==== Working data

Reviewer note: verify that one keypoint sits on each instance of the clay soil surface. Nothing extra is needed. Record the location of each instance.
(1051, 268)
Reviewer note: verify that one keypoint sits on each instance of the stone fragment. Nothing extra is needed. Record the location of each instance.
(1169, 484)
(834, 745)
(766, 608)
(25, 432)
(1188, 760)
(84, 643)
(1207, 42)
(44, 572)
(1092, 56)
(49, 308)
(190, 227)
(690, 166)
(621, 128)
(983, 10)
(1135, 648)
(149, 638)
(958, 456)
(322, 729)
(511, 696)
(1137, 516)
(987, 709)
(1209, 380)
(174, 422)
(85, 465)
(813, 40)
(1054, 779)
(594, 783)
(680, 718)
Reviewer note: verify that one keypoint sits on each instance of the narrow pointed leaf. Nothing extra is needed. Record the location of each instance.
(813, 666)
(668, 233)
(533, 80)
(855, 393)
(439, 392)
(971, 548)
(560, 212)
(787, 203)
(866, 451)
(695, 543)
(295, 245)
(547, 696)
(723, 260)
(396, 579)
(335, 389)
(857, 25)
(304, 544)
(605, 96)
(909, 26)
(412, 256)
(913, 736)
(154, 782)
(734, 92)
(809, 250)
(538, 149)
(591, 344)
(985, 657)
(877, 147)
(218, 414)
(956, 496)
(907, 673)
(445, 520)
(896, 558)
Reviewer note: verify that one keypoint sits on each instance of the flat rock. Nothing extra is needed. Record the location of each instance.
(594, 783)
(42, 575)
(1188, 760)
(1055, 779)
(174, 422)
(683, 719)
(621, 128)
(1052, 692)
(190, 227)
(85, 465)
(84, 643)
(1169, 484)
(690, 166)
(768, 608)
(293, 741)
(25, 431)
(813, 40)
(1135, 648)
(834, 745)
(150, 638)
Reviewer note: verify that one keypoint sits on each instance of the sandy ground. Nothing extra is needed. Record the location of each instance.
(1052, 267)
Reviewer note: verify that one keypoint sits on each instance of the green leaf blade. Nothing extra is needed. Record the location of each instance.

========

Retype, word for word, the stretch of the items that begins with the line containing "of the sandy" and ends with the line containing "(1052, 267)", including both of those lines.

Reviewer note: verify that one keypoint sits on each instance of the sandy ground. Nothing extra is needed. Record the location of each instance.
(1052, 267)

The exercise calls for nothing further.